→ **WHAT TO WORK ON**
From the study summary below, list every trace element named under "Main Results."

→ **PROVIDED PASSAGE**

***

Purpose of the Study:

  • To quantify trace element concentrations (Fe, Cr, Mn, Co, Ni, Cu, Zn, As, Pb) in ten medicinal plants.
  • To analyze trace elements in the soil of these plants' root areas.
  • To determine the soil-to-plant transfer factor (TF) for these elements.

Main Methods:

  • Energy Dispersive X-ray Fluorescence (EDXRF) spectroscopy for elemental analysis.
  • Analysis of both plant tissues and associated soil samples.
  • Calculation of soil-to-plant transfer factors (TF).

Main Results:

  • Iron (Fe) was the most concentrated trace element in the analyzed medicinal plants.
  • Manganese (Mn) and Zinc (Zn) were the next most abundant elements.
  • Zinc (Zn) exhibited the highest mean soil-to-plant transfer factor (TF).
  • Plectranthus amboinicus (Lour.) Spreng showed the maximum TF for Zn.

***

→ **ENTRIES SHOWN**
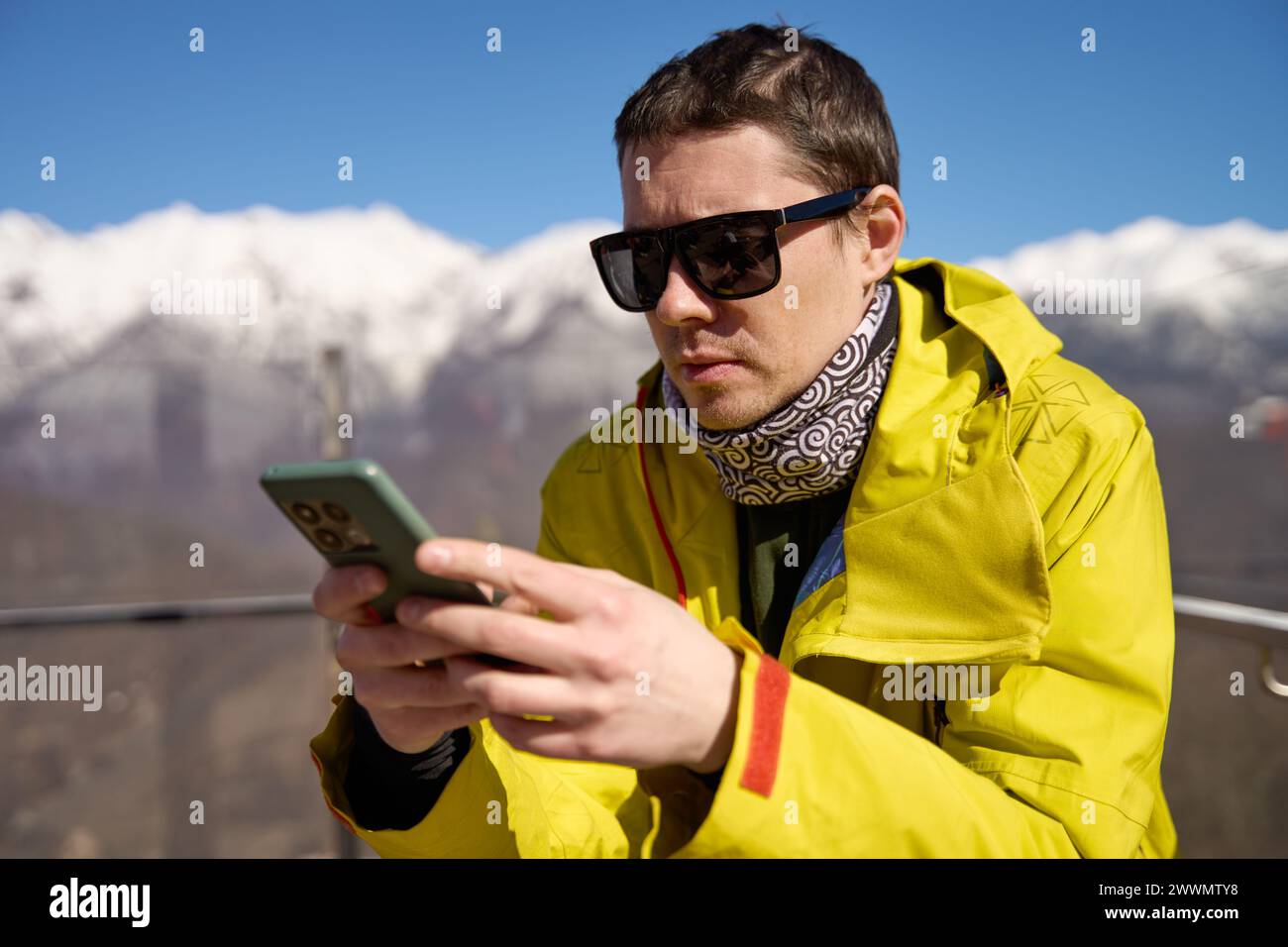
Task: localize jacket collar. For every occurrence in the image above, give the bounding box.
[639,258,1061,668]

***

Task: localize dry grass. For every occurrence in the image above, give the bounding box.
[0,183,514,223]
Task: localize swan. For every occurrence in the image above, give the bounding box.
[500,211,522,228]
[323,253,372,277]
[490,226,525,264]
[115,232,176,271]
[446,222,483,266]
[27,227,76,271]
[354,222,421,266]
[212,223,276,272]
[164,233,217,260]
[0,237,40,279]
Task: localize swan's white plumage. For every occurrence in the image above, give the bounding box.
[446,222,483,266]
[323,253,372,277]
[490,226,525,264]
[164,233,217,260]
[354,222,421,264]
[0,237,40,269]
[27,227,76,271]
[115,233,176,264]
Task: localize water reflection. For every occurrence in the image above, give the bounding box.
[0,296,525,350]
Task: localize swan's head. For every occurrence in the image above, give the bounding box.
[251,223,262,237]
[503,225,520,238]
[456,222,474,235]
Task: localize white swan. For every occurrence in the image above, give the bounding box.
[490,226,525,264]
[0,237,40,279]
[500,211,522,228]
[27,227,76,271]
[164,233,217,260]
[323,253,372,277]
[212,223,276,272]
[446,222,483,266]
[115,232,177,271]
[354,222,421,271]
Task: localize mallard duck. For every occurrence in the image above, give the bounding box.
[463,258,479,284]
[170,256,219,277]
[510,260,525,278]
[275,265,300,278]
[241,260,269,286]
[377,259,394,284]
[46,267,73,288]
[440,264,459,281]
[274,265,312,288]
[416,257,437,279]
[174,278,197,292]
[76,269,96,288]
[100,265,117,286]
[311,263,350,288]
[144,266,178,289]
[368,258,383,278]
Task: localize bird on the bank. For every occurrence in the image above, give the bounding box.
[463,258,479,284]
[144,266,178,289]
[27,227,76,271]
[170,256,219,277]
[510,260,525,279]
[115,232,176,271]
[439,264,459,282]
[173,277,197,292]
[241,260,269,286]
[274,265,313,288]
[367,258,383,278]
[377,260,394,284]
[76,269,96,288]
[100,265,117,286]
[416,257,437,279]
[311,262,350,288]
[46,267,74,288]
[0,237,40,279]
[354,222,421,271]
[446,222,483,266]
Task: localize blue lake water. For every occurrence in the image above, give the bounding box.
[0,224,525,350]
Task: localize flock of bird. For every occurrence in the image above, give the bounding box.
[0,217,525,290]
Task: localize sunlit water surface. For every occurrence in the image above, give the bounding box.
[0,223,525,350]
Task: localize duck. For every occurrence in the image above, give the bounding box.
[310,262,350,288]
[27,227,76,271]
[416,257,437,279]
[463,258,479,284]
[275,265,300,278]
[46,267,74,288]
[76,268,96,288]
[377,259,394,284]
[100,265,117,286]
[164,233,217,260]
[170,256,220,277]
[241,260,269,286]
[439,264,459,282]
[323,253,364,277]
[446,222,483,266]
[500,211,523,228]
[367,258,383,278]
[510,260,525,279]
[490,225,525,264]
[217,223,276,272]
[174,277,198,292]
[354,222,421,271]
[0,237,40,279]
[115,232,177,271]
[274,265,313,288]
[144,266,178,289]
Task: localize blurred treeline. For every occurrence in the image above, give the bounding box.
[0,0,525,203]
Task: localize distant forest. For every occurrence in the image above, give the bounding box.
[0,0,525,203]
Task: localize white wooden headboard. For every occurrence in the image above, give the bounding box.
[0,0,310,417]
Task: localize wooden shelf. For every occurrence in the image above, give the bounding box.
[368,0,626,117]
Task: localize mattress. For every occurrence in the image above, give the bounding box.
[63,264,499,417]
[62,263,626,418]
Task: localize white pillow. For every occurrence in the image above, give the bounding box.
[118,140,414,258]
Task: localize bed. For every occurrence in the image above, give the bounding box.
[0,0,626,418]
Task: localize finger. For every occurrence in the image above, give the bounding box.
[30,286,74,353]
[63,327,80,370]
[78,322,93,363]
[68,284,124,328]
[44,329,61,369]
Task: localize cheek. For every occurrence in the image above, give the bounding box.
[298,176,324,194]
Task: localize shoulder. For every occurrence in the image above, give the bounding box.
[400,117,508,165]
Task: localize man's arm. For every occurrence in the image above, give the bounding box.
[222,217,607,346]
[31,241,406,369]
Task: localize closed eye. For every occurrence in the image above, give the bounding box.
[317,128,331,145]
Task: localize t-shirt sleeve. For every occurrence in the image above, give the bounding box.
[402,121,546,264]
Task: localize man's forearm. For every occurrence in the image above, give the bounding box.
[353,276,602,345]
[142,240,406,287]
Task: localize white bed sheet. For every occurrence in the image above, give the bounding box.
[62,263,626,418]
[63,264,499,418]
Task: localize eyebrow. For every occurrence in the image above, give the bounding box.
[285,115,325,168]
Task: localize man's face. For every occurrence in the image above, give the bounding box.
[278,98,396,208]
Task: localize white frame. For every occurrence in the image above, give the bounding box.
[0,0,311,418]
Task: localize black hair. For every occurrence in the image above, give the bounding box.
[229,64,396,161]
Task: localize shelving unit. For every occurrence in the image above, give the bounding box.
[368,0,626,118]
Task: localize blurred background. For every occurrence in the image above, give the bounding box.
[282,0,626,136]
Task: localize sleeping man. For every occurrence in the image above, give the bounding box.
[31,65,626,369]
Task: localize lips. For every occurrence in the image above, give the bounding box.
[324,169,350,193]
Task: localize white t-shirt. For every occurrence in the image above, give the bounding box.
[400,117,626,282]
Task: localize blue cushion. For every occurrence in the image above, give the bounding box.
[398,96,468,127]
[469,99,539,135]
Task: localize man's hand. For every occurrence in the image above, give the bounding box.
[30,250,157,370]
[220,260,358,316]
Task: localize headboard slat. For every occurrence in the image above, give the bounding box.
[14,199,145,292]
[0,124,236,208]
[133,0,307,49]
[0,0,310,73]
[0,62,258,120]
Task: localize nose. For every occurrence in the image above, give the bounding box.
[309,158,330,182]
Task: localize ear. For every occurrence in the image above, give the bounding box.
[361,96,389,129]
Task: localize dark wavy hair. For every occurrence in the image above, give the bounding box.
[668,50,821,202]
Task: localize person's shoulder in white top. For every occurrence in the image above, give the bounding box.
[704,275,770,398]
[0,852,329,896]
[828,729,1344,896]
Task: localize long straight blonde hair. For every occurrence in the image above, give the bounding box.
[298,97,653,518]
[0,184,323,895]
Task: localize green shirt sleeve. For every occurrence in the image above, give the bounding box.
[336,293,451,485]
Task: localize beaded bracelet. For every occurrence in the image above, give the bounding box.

***

→ **ANSWER SECTION**
Iron (Fe), manganese (Mn), zinc (Zn)